───── Excerpt provided
A neuromuscular junction (or myoneural junction) is a chemical synapse between a motor neuron and a muscle fiber.

It allows the motor neuron to transmit a signal to the muscle fiber, causing muscle contraction.

Muscles require innervation to function—and even just to maintain muscle tone, avoiding atrophy. In the neuromuscular system, nerves from the central nervous system and the peripheral nervous system are linked and work together with muscles. Synaptic transmission at the neuromuscular junction begins when an action potential reaches the presynaptic terminal of a motor neuron, which activates voltage-gated calcium channels to allow calcium ions to enter the neuron. Calcium ions bind to sensor proteins (synaptotagmins) on synaptic vesicles, triggering vesicle fusion with the cell membrane and subsequent neurotransmitter release from the motor neuron into the synaptic cleft. In vertebrates, motor neurons release acetylcholine (ACh), a small molecule neurotransmitter, which diffuses across the synaptic cleft and binds to nicotinic acetylcholine receptors (nAChRs) on the cell membrane of the muscle fiber, also known as the sarcolemma. nAChRs are ionotropic receptors, meaning they serve as ligand-gated ion channels. The binding of ACh to the receptor can depolarize the muscle fiber, causing a cascade that eventually results in muscle contraction.

Neuromuscular junction diseases can be of genetic and autoimmune origin. Genetic disorders, such as Congenital myasthenic syndrome, can arise from mutated structural proteins that comprise the neuromuscular junction, whereas autoimmune diseases, such as myasthenia gravis, occur when antibodies are produced against nicotinic acetylcholine receptors on the sarcolemma.
──────────
• [Work instructions]:
Decide whether each statement agrees with the passage on the neuromuscular junction. Answer yes or no, and quote the words from the passage that settle it.
(a) Calcium ions enter the motor neuron through voltage-gated channels.
(b) Nicotinic acetylcholine receptors are metabotropic receptors.
(c) Myasthenia gravis is given as an example of a genetic disorder.
Rely only on the passage on the neuromuscular junction, not on outside knowledge.
───── Data supplied
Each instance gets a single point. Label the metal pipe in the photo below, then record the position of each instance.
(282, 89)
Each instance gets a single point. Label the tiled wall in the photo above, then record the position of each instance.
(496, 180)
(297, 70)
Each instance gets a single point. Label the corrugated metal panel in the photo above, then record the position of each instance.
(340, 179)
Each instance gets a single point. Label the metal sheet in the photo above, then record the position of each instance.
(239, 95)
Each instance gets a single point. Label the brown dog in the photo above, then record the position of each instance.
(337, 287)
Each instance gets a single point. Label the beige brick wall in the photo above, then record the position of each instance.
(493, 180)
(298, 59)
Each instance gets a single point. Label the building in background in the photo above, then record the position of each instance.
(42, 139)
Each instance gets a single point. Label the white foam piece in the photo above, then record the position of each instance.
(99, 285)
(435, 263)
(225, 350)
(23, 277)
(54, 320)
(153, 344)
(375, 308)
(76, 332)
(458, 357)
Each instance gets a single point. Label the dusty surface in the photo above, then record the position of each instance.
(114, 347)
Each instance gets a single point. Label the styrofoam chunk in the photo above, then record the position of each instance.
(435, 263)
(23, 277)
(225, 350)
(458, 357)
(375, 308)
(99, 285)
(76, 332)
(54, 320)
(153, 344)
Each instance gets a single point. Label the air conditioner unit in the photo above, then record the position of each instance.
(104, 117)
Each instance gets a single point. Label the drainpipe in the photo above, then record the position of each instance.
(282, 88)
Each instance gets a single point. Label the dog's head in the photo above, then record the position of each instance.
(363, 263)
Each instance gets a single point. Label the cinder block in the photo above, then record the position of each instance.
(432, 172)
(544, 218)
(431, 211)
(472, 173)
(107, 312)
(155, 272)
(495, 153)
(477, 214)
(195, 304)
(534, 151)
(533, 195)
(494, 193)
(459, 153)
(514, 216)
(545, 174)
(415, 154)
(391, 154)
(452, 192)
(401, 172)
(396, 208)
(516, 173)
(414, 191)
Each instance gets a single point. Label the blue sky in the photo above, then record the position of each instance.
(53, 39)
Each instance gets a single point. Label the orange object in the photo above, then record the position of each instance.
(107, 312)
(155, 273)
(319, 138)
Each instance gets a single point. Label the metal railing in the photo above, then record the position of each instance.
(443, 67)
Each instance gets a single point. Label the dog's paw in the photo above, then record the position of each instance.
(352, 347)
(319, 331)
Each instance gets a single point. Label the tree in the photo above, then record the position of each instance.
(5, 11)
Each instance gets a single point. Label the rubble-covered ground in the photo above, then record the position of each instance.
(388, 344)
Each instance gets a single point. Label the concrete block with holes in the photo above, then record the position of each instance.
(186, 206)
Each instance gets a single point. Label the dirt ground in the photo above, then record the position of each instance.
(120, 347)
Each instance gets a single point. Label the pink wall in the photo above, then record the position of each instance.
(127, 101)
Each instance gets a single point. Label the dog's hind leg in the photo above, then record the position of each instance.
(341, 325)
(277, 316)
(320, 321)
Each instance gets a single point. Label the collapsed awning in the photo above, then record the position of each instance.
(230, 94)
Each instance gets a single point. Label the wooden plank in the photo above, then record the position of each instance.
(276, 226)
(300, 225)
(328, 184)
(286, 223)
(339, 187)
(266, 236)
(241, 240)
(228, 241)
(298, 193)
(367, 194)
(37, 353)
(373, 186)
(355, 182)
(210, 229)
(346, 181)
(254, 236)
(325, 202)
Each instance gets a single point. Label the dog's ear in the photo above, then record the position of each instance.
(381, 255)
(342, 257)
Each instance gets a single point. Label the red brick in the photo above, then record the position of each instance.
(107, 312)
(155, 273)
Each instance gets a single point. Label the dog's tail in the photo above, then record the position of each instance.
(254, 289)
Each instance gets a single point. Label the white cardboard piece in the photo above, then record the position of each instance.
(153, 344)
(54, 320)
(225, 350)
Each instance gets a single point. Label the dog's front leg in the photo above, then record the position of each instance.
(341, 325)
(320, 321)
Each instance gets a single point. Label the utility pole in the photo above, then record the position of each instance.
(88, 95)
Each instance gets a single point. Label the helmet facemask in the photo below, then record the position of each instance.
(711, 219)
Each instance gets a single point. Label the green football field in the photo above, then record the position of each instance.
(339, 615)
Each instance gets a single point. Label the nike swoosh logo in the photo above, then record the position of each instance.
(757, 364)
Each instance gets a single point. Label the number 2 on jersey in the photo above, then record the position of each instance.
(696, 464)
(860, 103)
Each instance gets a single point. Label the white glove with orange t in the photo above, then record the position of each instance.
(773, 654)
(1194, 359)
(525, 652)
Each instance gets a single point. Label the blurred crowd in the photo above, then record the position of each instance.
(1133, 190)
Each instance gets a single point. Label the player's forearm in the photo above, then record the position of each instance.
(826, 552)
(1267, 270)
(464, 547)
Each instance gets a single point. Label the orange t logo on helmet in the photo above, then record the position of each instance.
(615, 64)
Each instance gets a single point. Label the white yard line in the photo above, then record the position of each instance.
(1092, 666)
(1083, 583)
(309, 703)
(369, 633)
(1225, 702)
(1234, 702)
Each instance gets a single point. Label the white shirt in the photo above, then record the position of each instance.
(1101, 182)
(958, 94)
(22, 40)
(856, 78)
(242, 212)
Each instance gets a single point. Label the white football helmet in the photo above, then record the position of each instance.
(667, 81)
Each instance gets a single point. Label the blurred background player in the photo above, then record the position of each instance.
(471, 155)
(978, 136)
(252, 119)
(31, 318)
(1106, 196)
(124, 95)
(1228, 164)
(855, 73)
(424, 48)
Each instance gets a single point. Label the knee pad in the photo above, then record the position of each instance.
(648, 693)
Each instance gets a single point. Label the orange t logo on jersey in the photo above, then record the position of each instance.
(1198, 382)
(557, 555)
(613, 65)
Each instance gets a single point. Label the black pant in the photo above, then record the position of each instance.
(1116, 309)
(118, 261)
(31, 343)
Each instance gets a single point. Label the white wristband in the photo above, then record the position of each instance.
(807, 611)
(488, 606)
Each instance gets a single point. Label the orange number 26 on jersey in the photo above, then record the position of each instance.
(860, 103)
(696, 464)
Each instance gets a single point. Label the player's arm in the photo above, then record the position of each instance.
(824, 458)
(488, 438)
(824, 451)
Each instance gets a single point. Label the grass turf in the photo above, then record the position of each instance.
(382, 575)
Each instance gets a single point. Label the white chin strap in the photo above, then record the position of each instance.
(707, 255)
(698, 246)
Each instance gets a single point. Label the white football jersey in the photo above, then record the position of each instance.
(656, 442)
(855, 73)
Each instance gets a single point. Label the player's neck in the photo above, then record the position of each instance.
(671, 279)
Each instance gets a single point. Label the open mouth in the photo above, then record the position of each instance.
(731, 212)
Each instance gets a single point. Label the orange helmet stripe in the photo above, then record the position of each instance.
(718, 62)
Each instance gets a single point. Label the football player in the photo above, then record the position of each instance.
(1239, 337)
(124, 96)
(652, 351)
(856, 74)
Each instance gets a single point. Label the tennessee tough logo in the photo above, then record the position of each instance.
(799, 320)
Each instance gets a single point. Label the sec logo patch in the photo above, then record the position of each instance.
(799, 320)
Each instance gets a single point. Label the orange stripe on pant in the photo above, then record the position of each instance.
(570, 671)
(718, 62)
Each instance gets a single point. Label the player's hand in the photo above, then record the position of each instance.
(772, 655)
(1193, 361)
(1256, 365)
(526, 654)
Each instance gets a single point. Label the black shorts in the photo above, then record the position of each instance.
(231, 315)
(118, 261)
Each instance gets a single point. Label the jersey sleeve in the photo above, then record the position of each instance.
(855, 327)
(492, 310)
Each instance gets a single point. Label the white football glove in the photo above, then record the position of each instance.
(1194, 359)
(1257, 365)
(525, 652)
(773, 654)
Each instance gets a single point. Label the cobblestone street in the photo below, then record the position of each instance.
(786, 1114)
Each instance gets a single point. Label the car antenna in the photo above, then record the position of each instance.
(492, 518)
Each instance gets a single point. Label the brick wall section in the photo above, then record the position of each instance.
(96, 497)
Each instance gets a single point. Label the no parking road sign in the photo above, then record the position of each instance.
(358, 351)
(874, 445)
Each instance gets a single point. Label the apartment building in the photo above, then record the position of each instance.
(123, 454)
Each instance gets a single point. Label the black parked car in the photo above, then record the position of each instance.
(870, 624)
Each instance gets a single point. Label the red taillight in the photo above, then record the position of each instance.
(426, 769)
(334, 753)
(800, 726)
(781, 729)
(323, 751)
──────────
• [Answer to this exercise]:
(a) Yes: "activates voltage-gated calcium channels to allow calcium ions to enter the neuron"
(b) No: "nAChRs are ionotropic receptors, meaning they serve as ligand-gated ion channels"
(c) No: "autoimmune diseases, such as myasthenia gravis, occur when antibodies are produced against nicotinic acetylcholine receptors on the sarcolemma"